Render the lines below as a Markdown table with the columns "Index" and "Content", putting a row number in the first column and the full line in the second, and omit any blank lines.

=-=-=-=-=

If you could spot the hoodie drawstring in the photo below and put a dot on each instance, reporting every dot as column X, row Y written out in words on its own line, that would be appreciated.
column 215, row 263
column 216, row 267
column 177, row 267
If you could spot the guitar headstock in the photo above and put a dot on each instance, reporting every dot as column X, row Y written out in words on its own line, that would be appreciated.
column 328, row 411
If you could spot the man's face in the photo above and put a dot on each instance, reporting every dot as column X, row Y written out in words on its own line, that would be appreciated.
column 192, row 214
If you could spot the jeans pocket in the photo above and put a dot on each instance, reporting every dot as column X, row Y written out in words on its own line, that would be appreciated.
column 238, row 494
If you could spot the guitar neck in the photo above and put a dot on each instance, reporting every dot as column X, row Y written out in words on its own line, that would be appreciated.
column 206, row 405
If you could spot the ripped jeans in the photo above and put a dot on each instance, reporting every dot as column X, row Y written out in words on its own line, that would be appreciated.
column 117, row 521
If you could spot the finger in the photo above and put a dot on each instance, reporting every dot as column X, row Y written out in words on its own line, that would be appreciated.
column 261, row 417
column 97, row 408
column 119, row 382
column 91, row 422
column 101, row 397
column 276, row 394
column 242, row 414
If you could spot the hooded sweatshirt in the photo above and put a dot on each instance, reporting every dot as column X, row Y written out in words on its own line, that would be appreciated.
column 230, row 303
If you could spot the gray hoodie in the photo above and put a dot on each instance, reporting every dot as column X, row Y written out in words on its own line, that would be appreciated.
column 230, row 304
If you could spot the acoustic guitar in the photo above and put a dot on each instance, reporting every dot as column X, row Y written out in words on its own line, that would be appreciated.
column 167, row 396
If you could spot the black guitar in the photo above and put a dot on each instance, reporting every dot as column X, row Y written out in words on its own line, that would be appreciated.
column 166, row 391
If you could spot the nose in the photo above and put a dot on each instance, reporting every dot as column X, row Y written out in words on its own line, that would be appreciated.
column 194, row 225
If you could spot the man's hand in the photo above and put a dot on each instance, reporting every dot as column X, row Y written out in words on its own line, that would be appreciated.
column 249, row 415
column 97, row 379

=-=-=-=-=

_Output for this task_
| Index | Content |
|---|---|
| 1 | If you could spot the hoodie drawstring in the photo below and put a dot on each instance, reporting every dot as column X, row Y written out in words on its own line, that would be appreciated. |
| 2 | column 215, row 263 |
| 3 | column 216, row 267 |
| 4 | column 177, row 267 |
| 5 | If you could spot the guitar headstock in the photo above and put a dot on each instance, reporting every dot as column X, row Y written out in words on its own line, that would be appreciated. |
| 6 | column 328, row 411 |
| 7 | If you could spot the man's face in the photo above and put a dot on each instance, reporting every dot as column X, row Y written out in words on its own line, that would be appreciated. |
| 8 | column 192, row 214 |
| 9 | If you could spot the jeans pocket in the photo above and put a dot on each instance, reporting every dot as column X, row Y written out in words on its own line, that would be appreciated. |
| 10 | column 238, row 494 |
| 11 | If you could spot the guitar neck in the photo above and put a dot on each instance, reporting every dot as column X, row Y written out in words on its own line, that would be appreciated. |
| 12 | column 206, row 405 |
| 13 | If you could spot the ripped jeans in the photo above and put a dot on each instance, reporting every dot as column X, row Y written out in words on its own line, that would be appreciated. |
| 14 | column 117, row 521 |
| 15 | If you could spot the finger in the photo above and put a dot on each instance, reporting every dot as column X, row Y written out in words on its own line, that would be appreciated. |
| 16 | column 261, row 417 |
| 17 | column 97, row 408 |
| 18 | column 119, row 382 |
| 19 | column 91, row 422 |
| 20 | column 101, row 397 |
| 21 | column 276, row 394 |
| 22 | column 242, row 414 |
| 23 | If you could spot the hooded sweatshirt in the photo above and put a dot on each instance, reporting every dot as column X, row Y written out in words on its own line, that would be appreciated. |
| 24 | column 230, row 303 |
| 25 | If you could spot the gray hoodie in the photo above and put a dot on each instance, reporting every dot as column X, row Y written out in words on its own line, that would be appreciated. |
| 26 | column 230, row 304 |
| 27 | If you could spot the acoustic guitar in the photo above and put a dot on each instance, reporting every dot as column X, row Y written out in words on its own line, that would be appreciated. |
| 28 | column 167, row 396 |
| 29 | If you could spot the black guitar in the photo above and put a dot on each instance, reporting every dot as column X, row Y written out in words on its own line, that would be appreciated. |
| 30 | column 166, row 391 |
| 31 | If you could spot the nose in the photo above and put a dot on each instance, reporting every dot as column X, row Y written out in words on its own line, that would be appreciated. |
| 32 | column 194, row 225 |
| 33 | If you could spot the man's hand in the photo above and put a dot on each instance, reporting every dot as column X, row Y written out in words on its own line, that would be appreciated. |
| 34 | column 249, row 415 |
| 35 | column 97, row 379 |